↓

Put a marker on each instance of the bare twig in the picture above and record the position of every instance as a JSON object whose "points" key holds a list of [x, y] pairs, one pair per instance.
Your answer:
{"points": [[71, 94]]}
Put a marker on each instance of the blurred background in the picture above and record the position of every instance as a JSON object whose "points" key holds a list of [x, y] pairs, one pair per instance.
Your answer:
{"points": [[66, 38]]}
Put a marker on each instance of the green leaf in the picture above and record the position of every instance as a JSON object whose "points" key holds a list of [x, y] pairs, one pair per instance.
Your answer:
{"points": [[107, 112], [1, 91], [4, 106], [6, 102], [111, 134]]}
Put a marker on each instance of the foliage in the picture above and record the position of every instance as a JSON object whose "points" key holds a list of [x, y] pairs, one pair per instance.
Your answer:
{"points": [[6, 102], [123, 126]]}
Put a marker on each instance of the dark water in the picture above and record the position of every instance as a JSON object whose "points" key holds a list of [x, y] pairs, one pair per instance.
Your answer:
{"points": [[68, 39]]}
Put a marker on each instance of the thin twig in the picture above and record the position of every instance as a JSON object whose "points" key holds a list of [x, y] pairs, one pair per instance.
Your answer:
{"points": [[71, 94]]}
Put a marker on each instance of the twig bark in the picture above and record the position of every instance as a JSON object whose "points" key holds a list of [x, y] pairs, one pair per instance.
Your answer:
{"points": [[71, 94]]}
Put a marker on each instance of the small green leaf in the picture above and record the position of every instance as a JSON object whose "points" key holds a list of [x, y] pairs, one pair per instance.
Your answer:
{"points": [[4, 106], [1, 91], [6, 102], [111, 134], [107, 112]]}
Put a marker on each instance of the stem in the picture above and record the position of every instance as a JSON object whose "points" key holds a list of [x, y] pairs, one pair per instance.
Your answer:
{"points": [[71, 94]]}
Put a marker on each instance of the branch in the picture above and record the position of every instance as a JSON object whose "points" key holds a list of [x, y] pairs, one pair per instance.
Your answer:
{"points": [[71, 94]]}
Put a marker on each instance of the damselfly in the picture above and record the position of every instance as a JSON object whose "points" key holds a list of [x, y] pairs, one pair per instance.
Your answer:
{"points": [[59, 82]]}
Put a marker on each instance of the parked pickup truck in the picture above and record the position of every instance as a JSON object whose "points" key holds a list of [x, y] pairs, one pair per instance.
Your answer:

↑

AIM OF THE TASK:
Among the lines above, find those with the word "green". Copy them.

SOLUTION FOR THIS PROBLEM:
Put a marker on each instance of the green leaf in the picture above and record the position of every instance as a JSON object whose "points" key holds a list of [x, y] pairs, one pair per instance.
Put a marker on each instance of the small green leaf in the picture above and record the position of every instance as a JSON object whose "points" key holds a list of [x, y] pairs, one pair per instance.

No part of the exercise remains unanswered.